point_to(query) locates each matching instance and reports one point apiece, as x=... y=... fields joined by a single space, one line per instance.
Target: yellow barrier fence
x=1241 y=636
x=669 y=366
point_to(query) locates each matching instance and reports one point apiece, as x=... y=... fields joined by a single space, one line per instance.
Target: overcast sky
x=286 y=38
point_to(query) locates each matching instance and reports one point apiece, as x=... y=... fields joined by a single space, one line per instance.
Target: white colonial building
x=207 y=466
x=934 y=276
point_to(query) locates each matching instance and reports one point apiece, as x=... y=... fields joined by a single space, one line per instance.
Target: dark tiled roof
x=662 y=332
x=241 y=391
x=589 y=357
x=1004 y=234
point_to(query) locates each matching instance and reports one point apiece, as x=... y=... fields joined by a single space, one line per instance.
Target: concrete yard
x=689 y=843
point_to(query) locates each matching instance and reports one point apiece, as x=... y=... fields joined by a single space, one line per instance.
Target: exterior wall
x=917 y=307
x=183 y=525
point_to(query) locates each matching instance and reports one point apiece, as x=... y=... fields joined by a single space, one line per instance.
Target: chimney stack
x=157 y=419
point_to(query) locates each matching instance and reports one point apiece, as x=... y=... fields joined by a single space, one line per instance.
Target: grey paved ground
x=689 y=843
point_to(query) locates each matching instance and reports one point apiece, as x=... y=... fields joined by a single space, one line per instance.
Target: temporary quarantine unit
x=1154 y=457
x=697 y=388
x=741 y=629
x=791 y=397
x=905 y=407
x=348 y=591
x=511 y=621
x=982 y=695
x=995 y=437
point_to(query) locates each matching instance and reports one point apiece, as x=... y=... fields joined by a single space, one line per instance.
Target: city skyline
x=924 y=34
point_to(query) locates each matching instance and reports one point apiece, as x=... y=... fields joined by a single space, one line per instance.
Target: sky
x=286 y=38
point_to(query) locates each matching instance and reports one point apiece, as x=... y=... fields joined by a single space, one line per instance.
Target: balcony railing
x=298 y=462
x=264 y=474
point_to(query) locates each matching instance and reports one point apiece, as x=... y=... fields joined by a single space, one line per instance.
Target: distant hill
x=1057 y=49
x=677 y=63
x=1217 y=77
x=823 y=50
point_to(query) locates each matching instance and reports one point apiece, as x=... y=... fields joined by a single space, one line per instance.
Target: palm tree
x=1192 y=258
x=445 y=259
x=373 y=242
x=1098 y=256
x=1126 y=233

### WORK REQUEST:
Without changing anything, repeat every record above.

### RESULT OF THIS TASK:
point_to(query) locates each matching instance and reports one point apiece, as x=... y=... fields joined by a single space, one line per instance.
Target: yellow barrier fence
x=1241 y=636
x=669 y=366
point_to(query) locates each matching instance and reports one point apiece, as x=... y=... fields joined by a single space, one line per instance.
Target: overcast sky
x=286 y=38
point_to(query) locates each matching instance and reports one point apiece, as x=... y=... fields joined by a single space, one line per instance.
Target: white colonial building
x=207 y=466
x=934 y=276
point_to(query) locates each matching instance and reports one point apiece, as x=... y=... fields joined by a single space, one line per instance.
Target: dark tiled roof
x=662 y=332
x=241 y=391
x=589 y=357
x=1004 y=234
point_to(query) locates each matching instance and reports one point apiece, as x=... y=... fields joined by a single space, one line per instance.
Target: concrete yard
x=689 y=843
point_to(query) locates each matching instance and reports one point apiece, as x=... y=... fields joined by a single space, one line per instance.
Target: exterior wall
x=917 y=307
x=183 y=525
point_to(query) locates each matching instance and reports one point apiece, as x=... y=... fields joined by a single space, one line per instance.
Target: chimney stack
x=157 y=419
point_to(query) locates each matching instance and reports one point apiece, as x=... y=... fields joined by a single space, one line per instance.
Target: grey paved ground
x=689 y=843
point_to(query) locates each matching instance and reports one point apiece, as x=... y=... fields joined by a single space, one line per instance.
Target: temporary quarantine unit
x=1154 y=457
x=697 y=388
x=741 y=629
x=791 y=397
x=905 y=407
x=348 y=591
x=511 y=621
x=982 y=695
x=995 y=437
point_to(query) locates each matching instance and reports one point apiece, as x=... y=... fields joined by a single space, one line per instance.
Target: city skyline
x=924 y=34
point_to(query) locates each matching instance and reports one point apiece, as x=... y=... fields joined by a single space, one line per instance.
Target: sky
x=286 y=38
point_to(query) locates each matching instance and reports one point apiece, as x=... y=... fields joined by a single space, one line per instance.
Target: balcony railing
x=298 y=462
x=264 y=474
point_to(query) locates each matching instance and reports one point apiece, as x=... y=... fields joined by a single space, one line per instance.
Target: distant hill
x=1057 y=49
x=677 y=63
x=1217 y=77
x=823 y=50
point_to(query) locates each matching instance and reports one point apiece, as x=... y=... fields joined by a single space, one line per instance.
Target: palm tree
x=1192 y=258
x=445 y=259
x=373 y=242
x=1098 y=256
x=1126 y=233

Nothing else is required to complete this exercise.